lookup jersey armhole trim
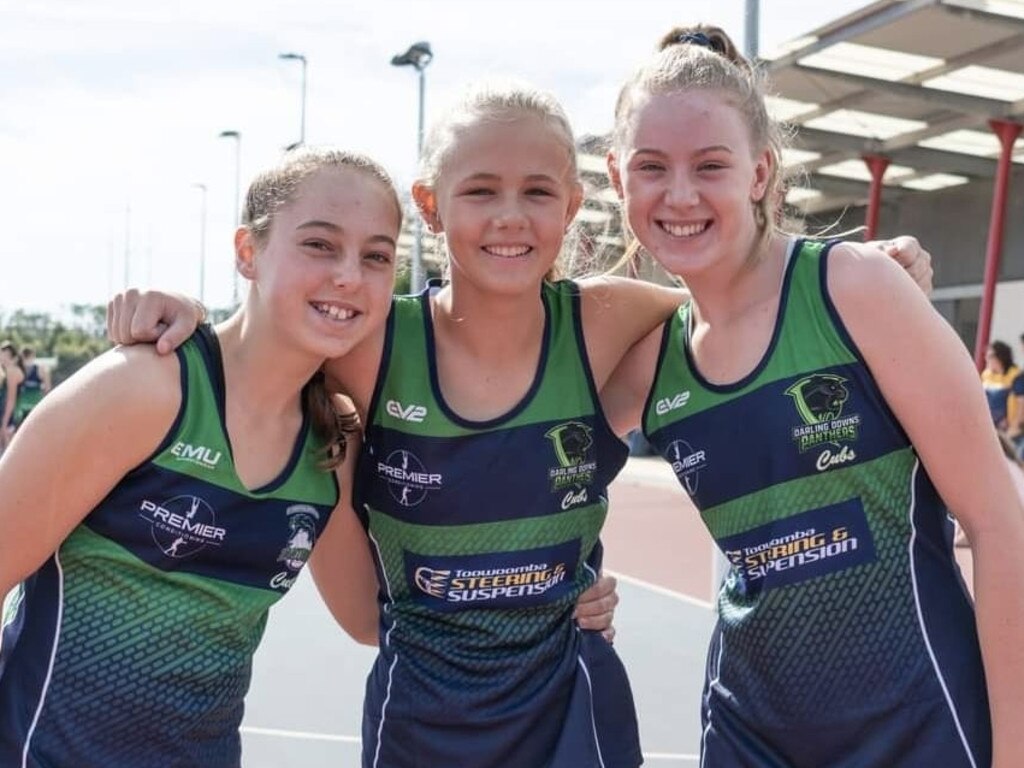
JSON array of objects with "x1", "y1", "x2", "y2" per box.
[
  {"x1": 568, "y1": 283, "x2": 624, "y2": 449},
  {"x1": 641, "y1": 317, "x2": 676, "y2": 439},
  {"x1": 818, "y1": 241, "x2": 872, "y2": 371},
  {"x1": 123, "y1": 341, "x2": 190, "y2": 479}
]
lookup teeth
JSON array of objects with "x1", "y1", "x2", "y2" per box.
[
  {"x1": 312, "y1": 302, "x2": 356, "y2": 321},
  {"x1": 485, "y1": 245, "x2": 531, "y2": 258},
  {"x1": 661, "y1": 221, "x2": 709, "y2": 238}
]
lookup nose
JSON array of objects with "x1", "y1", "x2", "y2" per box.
[
  {"x1": 493, "y1": 197, "x2": 528, "y2": 230},
  {"x1": 664, "y1": 170, "x2": 699, "y2": 207},
  {"x1": 331, "y1": 252, "x2": 364, "y2": 288}
]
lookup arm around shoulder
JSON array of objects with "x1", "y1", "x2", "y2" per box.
[
  {"x1": 308, "y1": 442, "x2": 380, "y2": 646},
  {"x1": 828, "y1": 242, "x2": 1024, "y2": 765},
  {"x1": 0, "y1": 346, "x2": 181, "y2": 596},
  {"x1": 576, "y1": 276, "x2": 687, "y2": 389}
]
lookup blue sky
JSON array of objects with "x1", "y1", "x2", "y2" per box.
[{"x1": 1, "y1": 0, "x2": 866, "y2": 315}]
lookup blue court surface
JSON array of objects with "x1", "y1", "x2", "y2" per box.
[{"x1": 241, "y1": 458, "x2": 718, "y2": 767}]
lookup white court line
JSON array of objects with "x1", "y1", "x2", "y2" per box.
[
  {"x1": 240, "y1": 726, "x2": 360, "y2": 744},
  {"x1": 605, "y1": 569, "x2": 716, "y2": 610},
  {"x1": 241, "y1": 726, "x2": 698, "y2": 762}
]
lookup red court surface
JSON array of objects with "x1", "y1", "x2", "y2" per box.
[{"x1": 603, "y1": 457, "x2": 717, "y2": 605}]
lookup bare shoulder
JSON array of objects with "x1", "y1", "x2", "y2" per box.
[
  {"x1": 576, "y1": 275, "x2": 687, "y2": 309},
  {"x1": 50, "y1": 344, "x2": 182, "y2": 429},
  {"x1": 826, "y1": 241, "x2": 914, "y2": 299}
]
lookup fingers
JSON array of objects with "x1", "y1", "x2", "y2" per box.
[
  {"x1": 600, "y1": 626, "x2": 616, "y2": 645},
  {"x1": 156, "y1": 315, "x2": 192, "y2": 355},
  {"x1": 107, "y1": 289, "x2": 141, "y2": 346},
  {"x1": 867, "y1": 235, "x2": 934, "y2": 295},
  {"x1": 107, "y1": 290, "x2": 198, "y2": 354},
  {"x1": 574, "y1": 573, "x2": 620, "y2": 634},
  {"x1": 888, "y1": 235, "x2": 933, "y2": 295}
]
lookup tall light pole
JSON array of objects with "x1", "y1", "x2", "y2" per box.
[
  {"x1": 278, "y1": 52, "x2": 308, "y2": 148},
  {"x1": 391, "y1": 41, "x2": 433, "y2": 293},
  {"x1": 744, "y1": 0, "x2": 760, "y2": 59},
  {"x1": 192, "y1": 183, "x2": 208, "y2": 304},
  {"x1": 218, "y1": 129, "x2": 241, "y2": 306}
]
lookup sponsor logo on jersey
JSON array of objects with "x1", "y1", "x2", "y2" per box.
[
  {"x1": 718, "y1": 499, "x2": 876, "y2": 597},
  {"x1": 655, "y1": 390, "x2": 691, "y2": 416},
  {"x1": 169, "y1": 441, "x2": 223, "y2": 469},
  {"x1": 139, "y1": 495, "x2": 225, "y2": 559},
  {"x1": 269, "y1": 504, "x2": 321, "y2": 590},
  {"x1": 545, "y1": 421, "x2": 597, "y2": 492},
  {"x1": 377, "y1": 449, "x2": 443, "y2": 507},
  {"x1": 405, "y1": 540, "x2": 580, "y2": 612},
  {"x1": 786, "y1": 374, "x2": 862, "y2": 458},
  {"x1": 385, "y1": 399, "x2": 427, "y2": 423},
  {"x1": 666, "y1": 439, "x2": 706, "y2": 496}
]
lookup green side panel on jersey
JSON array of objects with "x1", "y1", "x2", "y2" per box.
[
  {"x1": 61, "y1": 525, "x2": 279, "y2": 615},
  {"x1": 368, "y1": 504, "x2": 605, "y2": 566},
  {"x1": 48, "y1": 525, "x2": 278, "y2": 724},
  {"x1": 375, "y1": 282, "x2": 597, "y2": 437},
  {"x1": 151, "y1": 338, "x2": 336, "y2": 506},
  {"x1": 704, "y1": 448, "x2": 916, "y2": 538},
  {"x1": 648, "y1": 241, "x2": 859, "y2": 426}
]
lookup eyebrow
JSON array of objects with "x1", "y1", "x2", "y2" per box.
[
  {"x1": 296, "y1": 220, "x2": 396, "y2": 249},
  {"x1": 632, "y1": 145, "x2": 734, "y2": 157},
  {"x1": 458, "y1": 172, "x2": 561, "y2": 184}
]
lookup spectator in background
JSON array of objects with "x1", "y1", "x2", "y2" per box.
[
  {"x1": 1013, "y1": 334, "x2": 1024, "y2": 459},
  {"x1": 0, "y1": 343, "x2": 24, "y2": 450},
  {"x1": 13, "y1": 346, "x2": 51, "y2": 427},
  {"x1": 981, "y1": 340, "x2": 1020, "y2": 432},
  {"x1": 999, "y1": 431, "x2": 1024, "y2": 503}
]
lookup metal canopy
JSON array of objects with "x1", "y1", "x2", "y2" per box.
[{"x1": 766, "y1": 0, "x2": 1024, "y2": 215}]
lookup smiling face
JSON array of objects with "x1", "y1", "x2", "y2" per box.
[
  {"x1": 415, "y1": 113, "x2": 582, "y2": 298},
  {"x1": 239, "y1": 165, "x2": 399, "y2": 361},
  {"x1": 611, "y1": 89, "x2": 771, "y2": 280}
]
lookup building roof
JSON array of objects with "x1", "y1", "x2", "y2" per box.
[
  {"x1": 397, "y1": 0, "x2": 1024, "y2": 269},
  {"x1": 765, "y1": 0, "x2": 1024, "y2": 215}
]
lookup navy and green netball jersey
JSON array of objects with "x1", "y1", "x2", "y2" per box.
[
  {"x1": 0, "y1": 326, "x2": 338, "y2": 767},
  {"x1": 354, "y1": 280, "x2": 640, "y2": 768},
  {"x1": 15, "y1": 363, "x2": 44, "y2": 421},
  {"x1": 643, "y1": 240, "x2": 990, "y2": 768}
]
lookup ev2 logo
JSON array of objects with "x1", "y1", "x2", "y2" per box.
[
  {"x1": 386, "y1": 399, "x2": 427, "y2": 423},
  {"x1": 655, "y1": 391, "x2": 691, "y2": 416}
]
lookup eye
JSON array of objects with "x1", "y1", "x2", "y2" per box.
[
  {"x1": 698, "y1": 160, "x2": 728, "y2": 172},
  {"x1": 364, "y1": 250, "x2": 394, "y2": 265},
  {"x1": 636, "y1": 161, "x2": 665, "y2": 173},
  {"x1": 462, "y1": 187, "x2": 494, "y2": 197},
  {"x1": 525, "y1": 187, "x2": 556, "y2": 197},
  {"x1": 303, "y1": 239, "x2": 333, "y2": 252}
]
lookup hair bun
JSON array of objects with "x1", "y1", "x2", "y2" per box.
[{"x1": 669, "y1": 31, "x2": 724, "y2": 54}]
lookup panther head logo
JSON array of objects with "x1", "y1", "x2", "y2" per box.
[
  {"x1": 545, "y1": 421, "x2": 594, "y2": 467},
  {"x1": 785, "y1": 374, "x2": 849, "y2": 425}
]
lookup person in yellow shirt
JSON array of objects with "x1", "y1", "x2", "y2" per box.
[{"x1": 982, "y1": 340, "x2": 1020, "y2": 432}]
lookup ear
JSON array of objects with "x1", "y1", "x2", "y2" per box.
[
  {"x1": 750, "y1": 148, "x2": 773, "y2": 203},
  {"x1": 606, "y1": 152, "x2": 625, "y2": 201},
  {"x1": 412, "y1": 182, "x2": 442, "y2": 233},
  {"x1": 235, "y1": 227, "x2": 258, "y2": 281},
  {"x1": 565, "y1": 181, "x2": 584, "y2": 229}
]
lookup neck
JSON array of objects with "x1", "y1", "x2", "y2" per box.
[
  {"x1": 217, "y1": 312, "x2": 323, "y2": 417},
  {"x1": 685, "y1": 232, "x2": 789, "y2": 326},
  {"x1": 432, "y1": 279, "x2": 546, "y2": 360}
]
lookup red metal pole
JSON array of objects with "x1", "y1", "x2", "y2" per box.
[
  {"x1": 973, "y1": 119, "x2": 1023, "y2": 370},
  {"x1": 862, "y1": 154, "x2": 890, "y2": 240}
]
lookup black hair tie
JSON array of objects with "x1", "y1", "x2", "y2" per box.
[{"x1": 675, "y1": 31, "x2": 724, "y2": 54}]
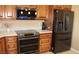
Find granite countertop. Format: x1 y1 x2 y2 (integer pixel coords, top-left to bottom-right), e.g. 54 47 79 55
0 30 52 38
0 31 17 38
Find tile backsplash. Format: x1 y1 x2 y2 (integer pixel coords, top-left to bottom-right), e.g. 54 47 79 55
0 20 44 31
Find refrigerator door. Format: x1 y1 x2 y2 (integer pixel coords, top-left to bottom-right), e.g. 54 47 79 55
53 33 71 53
53 9 64 33
63 11 74 33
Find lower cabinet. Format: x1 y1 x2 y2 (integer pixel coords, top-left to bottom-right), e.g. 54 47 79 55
0 37 5 54
40 43 50 53
39 33 52 53
5 36 17 54
0 33 52 54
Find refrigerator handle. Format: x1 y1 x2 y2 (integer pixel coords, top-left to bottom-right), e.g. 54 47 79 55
64 15 68 31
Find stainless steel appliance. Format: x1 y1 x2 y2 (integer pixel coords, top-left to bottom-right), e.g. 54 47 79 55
16 30 39 54
52 9 74 53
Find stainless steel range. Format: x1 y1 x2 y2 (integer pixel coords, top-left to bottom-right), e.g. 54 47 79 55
16 30 39 54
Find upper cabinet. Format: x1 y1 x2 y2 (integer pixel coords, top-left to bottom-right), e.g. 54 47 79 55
0 5 16 20
0 6 5 20
53 5 63 9
5 5 16 20
16 5 37 8
37 5 49 20
53 5 72 10
62 5 72 10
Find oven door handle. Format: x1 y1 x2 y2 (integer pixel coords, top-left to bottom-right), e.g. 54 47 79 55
18 37 39 40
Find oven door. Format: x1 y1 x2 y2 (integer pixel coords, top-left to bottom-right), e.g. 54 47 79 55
17 36 39 54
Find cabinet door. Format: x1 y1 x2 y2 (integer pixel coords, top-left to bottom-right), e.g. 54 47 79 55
39 33 52 53
5 5 16 20
37 5 49 19
53 5 72 10
40 43 50 53
24 5 37 8
62 5 72 10
29 5 37 8
0 6 5 20
53 5 63 9
0 37 5 54
5 36 17 54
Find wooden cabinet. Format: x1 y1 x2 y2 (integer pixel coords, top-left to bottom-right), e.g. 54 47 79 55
53 5 72 10
5 5 16 20
37 5 49 19
0 37 5 54
62 5 72 10
0 5 16 20
17 5 37 8
40 43 50 53
53 5 63 9
0 6 5 20
39 33 52 53
5 36 17 54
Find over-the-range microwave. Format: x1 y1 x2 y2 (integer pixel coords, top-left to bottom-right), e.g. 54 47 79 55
16 8 37 20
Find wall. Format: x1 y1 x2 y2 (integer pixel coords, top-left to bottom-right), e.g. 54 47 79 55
0 20 44 31
71 5 79 52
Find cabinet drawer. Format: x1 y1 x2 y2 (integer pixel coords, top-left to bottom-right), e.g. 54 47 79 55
40 34 51 38
40 38 50 45
7 43 17 49
6 37 16 43
39 43 50 53
7 49 17 54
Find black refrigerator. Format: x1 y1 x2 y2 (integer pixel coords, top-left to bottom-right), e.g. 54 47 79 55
52 9 74 53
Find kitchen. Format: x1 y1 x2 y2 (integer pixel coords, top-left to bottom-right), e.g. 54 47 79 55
0 5 79 54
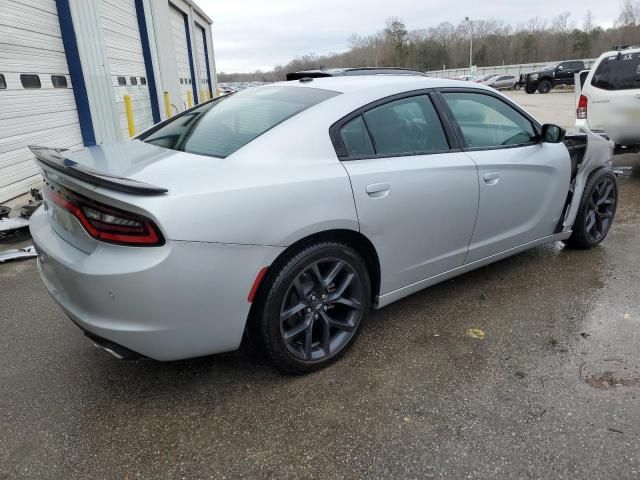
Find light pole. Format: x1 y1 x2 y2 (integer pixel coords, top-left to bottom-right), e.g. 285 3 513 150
465 17 473 69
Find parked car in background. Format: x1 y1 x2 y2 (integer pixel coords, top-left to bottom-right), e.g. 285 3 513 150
486 74 520 90
520 60 587 94
474 73 499 83
286 67 428 81
454 75 477 81
576 46 640 151
30 76 615 374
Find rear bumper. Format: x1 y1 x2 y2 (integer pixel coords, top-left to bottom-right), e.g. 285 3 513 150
30 207 284 361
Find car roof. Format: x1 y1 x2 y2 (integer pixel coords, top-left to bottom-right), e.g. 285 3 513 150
597 46 640 58
274 75 493 95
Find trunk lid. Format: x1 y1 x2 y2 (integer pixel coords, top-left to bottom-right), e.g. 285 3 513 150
30 141 228 196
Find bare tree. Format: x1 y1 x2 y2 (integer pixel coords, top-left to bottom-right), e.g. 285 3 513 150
583 10 595 33
616 0 640 26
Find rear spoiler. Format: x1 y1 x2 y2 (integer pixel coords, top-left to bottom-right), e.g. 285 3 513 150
29 146 168 195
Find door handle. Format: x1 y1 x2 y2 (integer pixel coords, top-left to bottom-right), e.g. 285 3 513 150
366 182 391 198
483 172 500 185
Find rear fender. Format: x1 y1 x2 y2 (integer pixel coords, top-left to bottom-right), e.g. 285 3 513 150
563 129 614 230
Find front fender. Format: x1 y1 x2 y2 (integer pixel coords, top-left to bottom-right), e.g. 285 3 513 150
563 129 614 230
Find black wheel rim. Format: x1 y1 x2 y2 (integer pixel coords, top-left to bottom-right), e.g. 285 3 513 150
585 177 616 242
279 258 364 362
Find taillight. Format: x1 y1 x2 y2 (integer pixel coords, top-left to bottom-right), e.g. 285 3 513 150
43 182 164 246
577 94 588 119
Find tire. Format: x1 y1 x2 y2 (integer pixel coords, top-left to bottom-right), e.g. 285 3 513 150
513 83 521 91
525 86 536 94
252 241 371 374
537 80 552 94
566 169 618 249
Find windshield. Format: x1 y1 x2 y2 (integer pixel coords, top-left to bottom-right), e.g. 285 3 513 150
592 52 640 91
141 86 340 158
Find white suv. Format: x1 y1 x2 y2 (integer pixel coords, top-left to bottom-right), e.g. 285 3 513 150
576 47 640 149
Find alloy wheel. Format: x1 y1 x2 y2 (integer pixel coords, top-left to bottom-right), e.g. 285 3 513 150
585 177 616 242
279 258 365 362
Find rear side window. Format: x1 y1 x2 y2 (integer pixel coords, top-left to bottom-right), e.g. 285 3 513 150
592 53 640 91
20 74 41 89
362 96 449 156
560 61 583 71
51 75 68 88
141 86 340 158
443 92 536 148
0 74 6 89
340 116 374 156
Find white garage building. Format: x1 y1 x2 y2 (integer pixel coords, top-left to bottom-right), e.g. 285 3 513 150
0 0 217 202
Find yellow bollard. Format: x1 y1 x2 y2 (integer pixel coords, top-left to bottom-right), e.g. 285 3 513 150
124 94 135 137
164 91 172 118
187 90 193 108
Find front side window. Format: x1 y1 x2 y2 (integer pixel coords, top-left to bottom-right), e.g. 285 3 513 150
443 92 537 148
20 74 41 89
141 86 340 158
361 95 449 156
340 116 374 157
592 53 640 91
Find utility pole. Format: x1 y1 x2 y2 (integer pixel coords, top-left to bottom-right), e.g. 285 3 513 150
465 17 473 69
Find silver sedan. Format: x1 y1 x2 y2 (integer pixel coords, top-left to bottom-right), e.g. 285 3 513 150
30 76 617 373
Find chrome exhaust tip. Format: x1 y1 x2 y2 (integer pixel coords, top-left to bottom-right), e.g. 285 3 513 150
84 332 145 360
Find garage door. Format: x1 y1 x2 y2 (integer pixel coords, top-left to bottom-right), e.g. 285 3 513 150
99 0 154 140
193 21 211 101
0 0 83 203
170 5 194 110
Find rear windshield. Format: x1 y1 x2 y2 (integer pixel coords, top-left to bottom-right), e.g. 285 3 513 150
592 52 640 91
141 86 339 158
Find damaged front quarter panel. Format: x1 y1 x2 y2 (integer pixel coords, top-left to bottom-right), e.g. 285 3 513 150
563 129 615 231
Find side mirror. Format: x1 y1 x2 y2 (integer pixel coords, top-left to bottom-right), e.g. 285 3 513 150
541 124 566 143
557 65 564 71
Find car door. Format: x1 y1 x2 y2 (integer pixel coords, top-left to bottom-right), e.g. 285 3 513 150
495 76 509 89
333 93 479 295
439 89 571 263
556 62 581 85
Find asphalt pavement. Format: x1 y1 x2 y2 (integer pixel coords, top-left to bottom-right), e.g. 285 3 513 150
1 102 639 478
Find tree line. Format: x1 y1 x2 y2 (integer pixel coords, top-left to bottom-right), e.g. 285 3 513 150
218 1 640 82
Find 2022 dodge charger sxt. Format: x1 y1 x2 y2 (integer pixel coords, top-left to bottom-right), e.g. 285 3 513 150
29 76 617 373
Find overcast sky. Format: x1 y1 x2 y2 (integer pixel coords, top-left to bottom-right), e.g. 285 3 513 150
201 0 618 73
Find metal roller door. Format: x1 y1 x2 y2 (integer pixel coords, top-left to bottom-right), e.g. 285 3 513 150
170 5 194 111
98 0 154 140
0 0 83 202
193 21 211 101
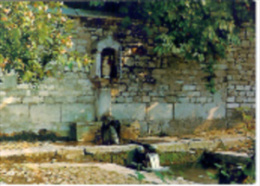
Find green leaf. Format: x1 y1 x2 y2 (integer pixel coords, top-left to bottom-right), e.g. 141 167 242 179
198 54 205 62
220 170 230 178
214 163 222 169
206 171 218 179
89 1 104 7
121 16 131 28
135 171 146 181
154 171 167 183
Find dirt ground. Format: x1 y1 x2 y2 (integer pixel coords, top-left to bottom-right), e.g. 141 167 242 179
0 123 255 184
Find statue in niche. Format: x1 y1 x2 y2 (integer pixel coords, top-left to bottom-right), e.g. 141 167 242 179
102 56 111 79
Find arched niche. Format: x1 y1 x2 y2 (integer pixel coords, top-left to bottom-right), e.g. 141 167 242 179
94 36 122 79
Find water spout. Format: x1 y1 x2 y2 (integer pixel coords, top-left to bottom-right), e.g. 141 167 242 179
146 153 169 172
147 153 161 169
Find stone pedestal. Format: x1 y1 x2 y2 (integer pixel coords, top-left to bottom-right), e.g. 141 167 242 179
96 88 111 120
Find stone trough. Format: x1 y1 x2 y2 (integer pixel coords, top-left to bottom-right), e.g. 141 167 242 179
0 137 250 166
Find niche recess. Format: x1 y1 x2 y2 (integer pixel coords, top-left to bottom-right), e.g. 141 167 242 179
95 36 122 80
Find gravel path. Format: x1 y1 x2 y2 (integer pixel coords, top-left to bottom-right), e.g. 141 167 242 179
0 133 253 184
0 162 194 184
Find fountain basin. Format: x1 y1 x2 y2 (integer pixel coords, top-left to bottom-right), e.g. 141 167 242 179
146 166 170 172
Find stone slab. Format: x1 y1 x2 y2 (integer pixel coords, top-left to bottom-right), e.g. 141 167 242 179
205 151 251 165
0 104 29 124
76 122 102 142
96 88 111 120
111 103 146 120
30 104 61 123
61 104 95 122
2 74 17 89
174 103 225 119
147 103 173 121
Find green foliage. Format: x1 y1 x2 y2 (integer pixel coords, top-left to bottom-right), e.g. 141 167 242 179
89 1 104 7
236 107 253 122
0 130 60 142
121 16 131 29
129 171 146 184
206 171 218 179
114 0 255 93
154 171 168 183
159 151 203 165
0 2 91 83
212 162 255 184
235 107 255 136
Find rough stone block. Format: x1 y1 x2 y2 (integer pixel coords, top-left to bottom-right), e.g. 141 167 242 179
2 74 17 89
0 104 29 124
76 122 102 142
187 91 200 97
76 96 95 103
17 84 29 89
227 103 240 108
62 104 95 122
178 97 190 103
241 103 254 108
196 97 207 103
236 96 244 103
2 97 22 104
128 86 138 92
152 97 165 102
23 96 44 104
154 142 189 152
215 64 228 70
39 91 49 97
0 91 6 96
147 103 173 121
166 96 177 103
96 88 111 120
125 97 133 103
246 97 255 103
54 96 77 103
182 85 196 91
30 104 61 123
111 103 146 120
227 85 235 90
174 103 225 119
120 121 141 141
7 90 27 97
244 85 251 91
236 85 244 90
227 97 235 102
239 91 246 96
142 96 150 103
246 91 255 97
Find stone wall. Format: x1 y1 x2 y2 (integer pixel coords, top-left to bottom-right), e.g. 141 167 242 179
76 17 255 135
0 70 95 136
0 16 255 138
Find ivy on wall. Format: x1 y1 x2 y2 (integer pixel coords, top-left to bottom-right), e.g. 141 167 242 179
86 0 255 93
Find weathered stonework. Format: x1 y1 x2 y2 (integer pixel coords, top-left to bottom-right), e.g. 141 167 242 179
0 15 255 138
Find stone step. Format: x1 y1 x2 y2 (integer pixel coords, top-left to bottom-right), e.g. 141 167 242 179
206 151 252 165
------------------------
*WHAT YOU SHOULD DO:* Return exactly the lines of the data, beginning with the first and ending with the line containing "lookup teeth". Skip the pictures.

*THE ANSWER:*
lookup jersey armhole trim
JSON array of objects with "x1", "y1", "x2", "y2" per box.
[
  {"x1": 568, "y1": 283, "x2": 624, "y2": 449},
  {"x1": 641, "y1": 317, "x2": 676, "y2": 439},
  {"x1": 818, "y1": 241, "x2": 872, "y2": 371},
  {"x1": 123, "y1": 341, "x2": 190, "y2": 479}
]
lookup teeth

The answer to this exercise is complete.